::: Excerpted passage
President Muhammadu Buhari and Senate President, Bukola Saraki at the grand Durbar held to mark the 10th coronation anniversary of Sultan Sa’ad Abubakar III.

President Muhammadu Buhari and Senate President, Bukola Saraki at the grand Durbar held to mark the 10th coronation anniversary of Sultan Sa’ad Abubakar III.

• Implications Of Approaching Legislative Activism

It seems the executive versus legislative rumpus that begun shortly after the All Progressives Congress (APC), mounted the saddle of national leadership, is assuming a new dimension. And in the ensuing supremacy battle, Nigerians will get to know how far the saying that a house divided among itself cannot stand holds true.

The country’s upper legislative chamber, the Senate, recently drew a red line for the electoral umpire- the Independent National Electoral Commission (INEC) – over the latter’s sloppy approach towards the conduct of elections.

It would be a novelty, but the Senate may have made its threat to shelve sittings to drive home its pain and frustration at how most federal institutions carry on as laws unto themselves lately, without consequences. Many have even expressed fears that there is a subtle plot to experiment with the suspension of the legislature to minimize cost of running government.

President Muhammadu Buhari was also allegedly associated with the search for emergency powers to tackle the economic recession. Although nothing has been heard about the emergency powers to confront the harsh economic realities in the country, the Senate’s rejection of Mr. President’s Mid Term Expenditure Framework (MTEF), on the grounds of ‘emptiness’ coveys the idea of an approaching bigger supremacy battles ahead.

By rejecting the MTEF in the language of disappointment also gives the impression that the Senate considers the Presidency incapable of managing Nigeria’s economy successfully. And placed side by side with the trouble within the ruling All Progressives Congress (APC), it is becoming obvious that the absentee- leadership style of the President has left a big vacuum for his aides to call the shorts, thereby causing hiccups through imperfect documentation.
::::::
::: Recorded information
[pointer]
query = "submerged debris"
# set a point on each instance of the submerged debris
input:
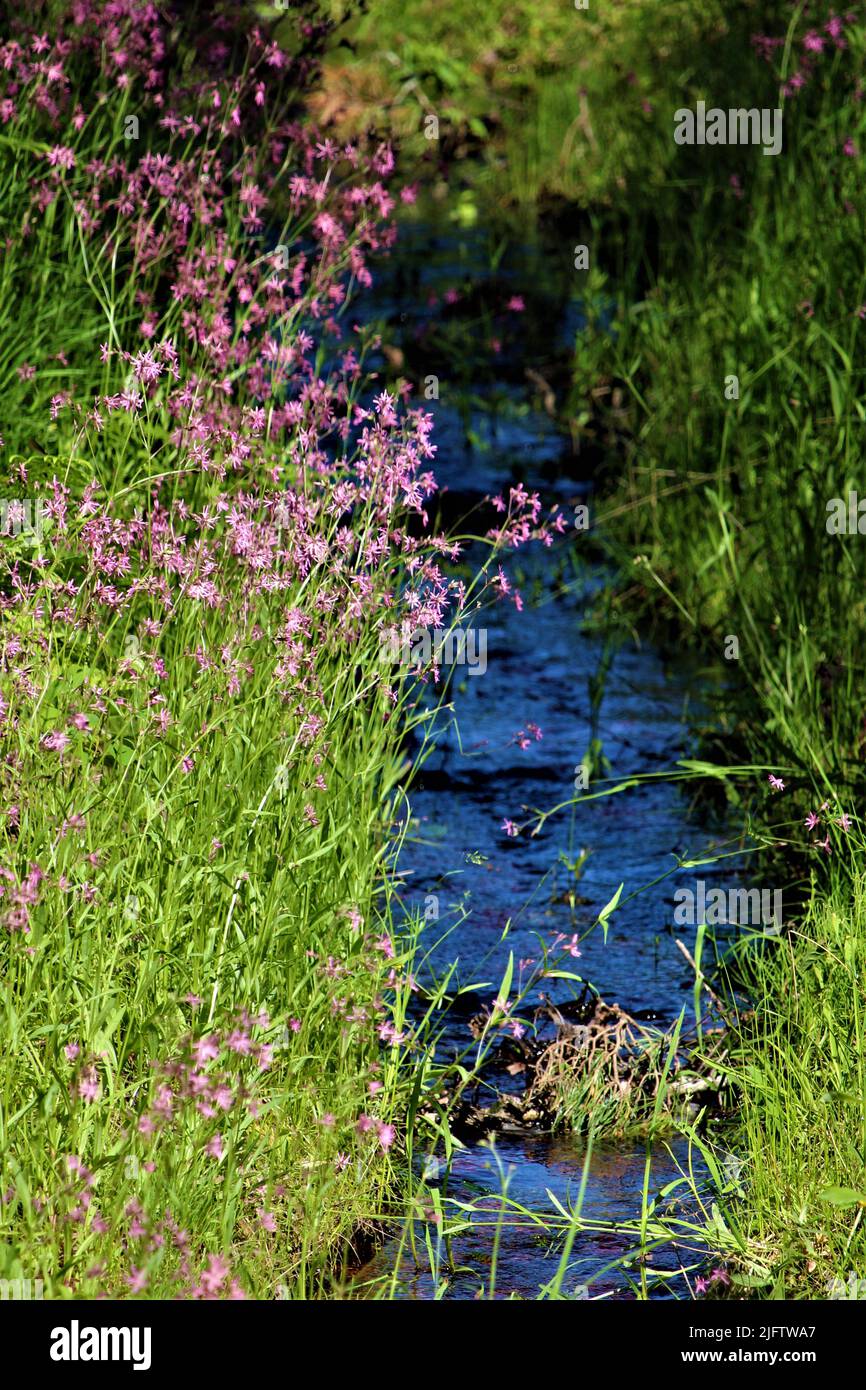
::::::
What to work on: Decide whether each statement agrees with the passage on executive–legislative tensions in Nigeria, answering yes or no and quoting the deciding words of the passage. (a) The Senate rejected the President's Mid Term Expenditure Framework. (b) The Durbar marked the 20th coronation anniversary of Sultan Sa'ad Abubakar III. (c) The Senate drew a red line for INEC over how it conducts elections.

Exercise response:
(a) Yes: "the Senate’s rejection of Mr. President’s Mid Term Expenditure Framework (MTEF), on the grounds of ‘emptiness’"
(b) No: "the 10th coronation anniversary of Sultan Sa’ad Abubakar III"
(c) Yes: "over the latter’s sloppy approach towards the conduct of elections"